» Work to be completed
Please restate the oil market report starting at "Traders expect demand" and ending at "the financial crisis.", swapping in "Analysts" wherever "Investors" appears.

» Page text
NEW YORK (Reuters) – U.S. oil futures dipped in electronic trading Sunday evening, extending losses from last week that marked the eighth week of losses out of the last nine.
Trading was extremely volatile last week, in an extension of the selling that has dominated trading since early March as demand collapsed 30% due to the pandemic. Global production cuts have not kept pace with the collapse in demand.
U.S. West Texas Intermediate CLc1 futures were down 32 cents to $16.62 a barrel as of 6:15 p.m. ET (2215 GMT), while Brent futures LCOc1 rose 12 cents, or 0.6%, to settle at $21.56 a barrel.
Oil futures marked their third straight week of losses last week, with Brent ending down 24% and WTI off around 7%.
Traders expect demand to fall short of supply for months due to the economic disruption caused by the pandemic. Investors will be watching this week for results from oil majors including Exxon Mobil (XOM.N), BP Plc (BP.L) and Royal Dutch Shell (RDSa.L).
Producers may not be slashing output quickly or deeply enough to buoy prices, especially when global economic output is expected to contract by 2% this year, worse than the financial crisis.
Storage is quickly filling worldwide, which could necessitate more production cuts, even after the Organization of the Petroleum Exporting Countries and allies including Russia agreed this month to cut output by 9.7 million barrels per day.

» Supplied records
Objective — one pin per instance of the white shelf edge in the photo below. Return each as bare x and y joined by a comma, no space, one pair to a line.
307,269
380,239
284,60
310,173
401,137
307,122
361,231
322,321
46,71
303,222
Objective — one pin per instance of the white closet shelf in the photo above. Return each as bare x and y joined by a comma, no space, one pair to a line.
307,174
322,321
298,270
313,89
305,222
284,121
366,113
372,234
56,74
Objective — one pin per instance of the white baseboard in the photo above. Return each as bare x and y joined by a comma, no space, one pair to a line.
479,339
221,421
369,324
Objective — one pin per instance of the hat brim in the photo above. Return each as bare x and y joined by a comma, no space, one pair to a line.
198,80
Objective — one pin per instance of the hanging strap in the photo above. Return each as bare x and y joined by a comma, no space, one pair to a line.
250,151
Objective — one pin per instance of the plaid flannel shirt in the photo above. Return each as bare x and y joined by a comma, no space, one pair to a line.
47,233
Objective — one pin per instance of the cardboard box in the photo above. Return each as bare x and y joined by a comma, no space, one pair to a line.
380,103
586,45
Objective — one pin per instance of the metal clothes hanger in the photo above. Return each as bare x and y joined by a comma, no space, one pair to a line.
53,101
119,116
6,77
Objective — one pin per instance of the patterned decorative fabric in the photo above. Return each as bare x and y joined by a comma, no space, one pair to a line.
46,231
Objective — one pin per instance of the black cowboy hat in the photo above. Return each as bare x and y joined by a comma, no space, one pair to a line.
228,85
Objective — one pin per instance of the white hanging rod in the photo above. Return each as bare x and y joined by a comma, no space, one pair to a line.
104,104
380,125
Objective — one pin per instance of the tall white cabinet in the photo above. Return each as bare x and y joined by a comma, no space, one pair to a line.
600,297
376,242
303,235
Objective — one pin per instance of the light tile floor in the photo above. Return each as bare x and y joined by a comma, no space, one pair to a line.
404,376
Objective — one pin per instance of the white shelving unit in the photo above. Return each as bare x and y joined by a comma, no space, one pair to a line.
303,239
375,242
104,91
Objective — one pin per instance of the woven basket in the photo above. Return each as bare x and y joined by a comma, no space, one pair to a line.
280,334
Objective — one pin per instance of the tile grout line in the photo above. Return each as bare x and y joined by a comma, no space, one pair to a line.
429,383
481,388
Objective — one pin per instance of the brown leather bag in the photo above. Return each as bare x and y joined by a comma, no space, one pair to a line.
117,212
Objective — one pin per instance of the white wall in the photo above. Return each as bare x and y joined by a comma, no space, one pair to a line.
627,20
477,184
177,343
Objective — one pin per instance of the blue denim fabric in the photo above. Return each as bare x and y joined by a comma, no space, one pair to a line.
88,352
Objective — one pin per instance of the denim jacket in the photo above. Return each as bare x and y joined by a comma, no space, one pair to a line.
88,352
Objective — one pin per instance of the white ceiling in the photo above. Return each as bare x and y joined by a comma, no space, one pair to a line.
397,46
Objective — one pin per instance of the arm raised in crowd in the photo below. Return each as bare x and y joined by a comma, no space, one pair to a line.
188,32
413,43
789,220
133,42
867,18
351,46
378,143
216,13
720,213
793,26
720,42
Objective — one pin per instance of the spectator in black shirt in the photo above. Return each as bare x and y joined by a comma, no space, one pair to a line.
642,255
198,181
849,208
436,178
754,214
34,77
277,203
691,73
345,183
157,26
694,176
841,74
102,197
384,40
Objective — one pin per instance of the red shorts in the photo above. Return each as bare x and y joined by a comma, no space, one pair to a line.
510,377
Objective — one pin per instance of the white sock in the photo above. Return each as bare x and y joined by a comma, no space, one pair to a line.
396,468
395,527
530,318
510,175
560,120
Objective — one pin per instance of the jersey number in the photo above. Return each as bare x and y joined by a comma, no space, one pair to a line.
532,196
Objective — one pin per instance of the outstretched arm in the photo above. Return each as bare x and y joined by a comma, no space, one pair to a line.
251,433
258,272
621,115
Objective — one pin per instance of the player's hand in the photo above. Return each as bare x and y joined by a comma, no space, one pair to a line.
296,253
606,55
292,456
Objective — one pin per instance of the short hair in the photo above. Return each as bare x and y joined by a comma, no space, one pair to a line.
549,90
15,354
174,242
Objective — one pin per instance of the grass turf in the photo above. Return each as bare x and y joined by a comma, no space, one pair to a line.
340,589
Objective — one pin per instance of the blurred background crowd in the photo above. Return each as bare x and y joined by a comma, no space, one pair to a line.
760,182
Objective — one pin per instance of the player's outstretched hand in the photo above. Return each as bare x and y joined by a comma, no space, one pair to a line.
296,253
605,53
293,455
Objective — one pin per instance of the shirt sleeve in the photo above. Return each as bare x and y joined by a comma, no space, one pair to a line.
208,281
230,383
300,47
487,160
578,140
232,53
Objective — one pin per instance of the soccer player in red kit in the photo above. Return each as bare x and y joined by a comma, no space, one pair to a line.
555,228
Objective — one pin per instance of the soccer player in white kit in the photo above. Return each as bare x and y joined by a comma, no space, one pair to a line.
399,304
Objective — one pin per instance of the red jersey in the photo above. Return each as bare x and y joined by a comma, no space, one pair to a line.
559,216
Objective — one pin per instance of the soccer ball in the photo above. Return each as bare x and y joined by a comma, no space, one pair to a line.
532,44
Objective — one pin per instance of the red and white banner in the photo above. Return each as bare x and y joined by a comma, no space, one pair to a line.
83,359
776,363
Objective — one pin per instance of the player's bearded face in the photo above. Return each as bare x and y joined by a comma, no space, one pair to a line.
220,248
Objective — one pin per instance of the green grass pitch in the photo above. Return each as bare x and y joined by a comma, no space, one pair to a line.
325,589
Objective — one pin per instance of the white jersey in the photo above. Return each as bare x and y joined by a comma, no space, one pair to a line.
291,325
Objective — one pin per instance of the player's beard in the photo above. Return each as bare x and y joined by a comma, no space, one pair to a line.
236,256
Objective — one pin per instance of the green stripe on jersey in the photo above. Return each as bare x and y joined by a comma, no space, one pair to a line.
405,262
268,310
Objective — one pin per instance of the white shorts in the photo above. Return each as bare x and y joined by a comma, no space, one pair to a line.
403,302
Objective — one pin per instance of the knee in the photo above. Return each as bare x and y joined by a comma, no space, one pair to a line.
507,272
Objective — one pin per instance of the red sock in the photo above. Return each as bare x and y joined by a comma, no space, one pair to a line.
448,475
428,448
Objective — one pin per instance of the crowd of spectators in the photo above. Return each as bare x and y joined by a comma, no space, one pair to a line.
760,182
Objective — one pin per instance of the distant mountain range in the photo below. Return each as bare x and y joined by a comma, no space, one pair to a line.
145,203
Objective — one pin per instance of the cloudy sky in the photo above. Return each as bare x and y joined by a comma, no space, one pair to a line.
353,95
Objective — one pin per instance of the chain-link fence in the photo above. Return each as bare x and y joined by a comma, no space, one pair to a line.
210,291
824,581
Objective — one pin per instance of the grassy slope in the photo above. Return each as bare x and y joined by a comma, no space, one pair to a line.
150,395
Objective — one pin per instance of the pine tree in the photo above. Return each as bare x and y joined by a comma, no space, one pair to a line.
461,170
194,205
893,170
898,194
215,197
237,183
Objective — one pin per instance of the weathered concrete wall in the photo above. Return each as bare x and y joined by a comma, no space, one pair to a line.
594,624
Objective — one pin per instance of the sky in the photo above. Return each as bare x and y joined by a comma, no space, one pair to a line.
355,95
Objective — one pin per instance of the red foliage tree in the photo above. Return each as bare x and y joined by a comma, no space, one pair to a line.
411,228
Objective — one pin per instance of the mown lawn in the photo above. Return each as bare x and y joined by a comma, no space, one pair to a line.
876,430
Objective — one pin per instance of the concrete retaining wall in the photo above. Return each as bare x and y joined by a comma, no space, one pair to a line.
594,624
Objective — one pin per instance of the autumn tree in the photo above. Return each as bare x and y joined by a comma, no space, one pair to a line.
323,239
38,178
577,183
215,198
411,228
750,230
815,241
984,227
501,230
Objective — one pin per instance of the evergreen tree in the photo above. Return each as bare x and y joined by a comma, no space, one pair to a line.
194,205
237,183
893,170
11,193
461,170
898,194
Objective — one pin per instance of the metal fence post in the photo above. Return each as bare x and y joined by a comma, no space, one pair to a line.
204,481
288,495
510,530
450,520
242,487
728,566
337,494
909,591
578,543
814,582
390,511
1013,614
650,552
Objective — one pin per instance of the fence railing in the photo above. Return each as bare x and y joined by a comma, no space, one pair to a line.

» Task answer
Traders expect demand to fall short of supply for months due to the economic disruption caused by the pandemic. Analysts will be watching this week for results from oil majors including Exxon Mobil (XOM.N), BP Plc (BP.L) and Royal Dutch Shell (RDSa.L).
Producers may not be slashing output quickly or deeply enough to buoy prices, especially when global economic output is expected to contract by 2% this year, worse than the financial crisis.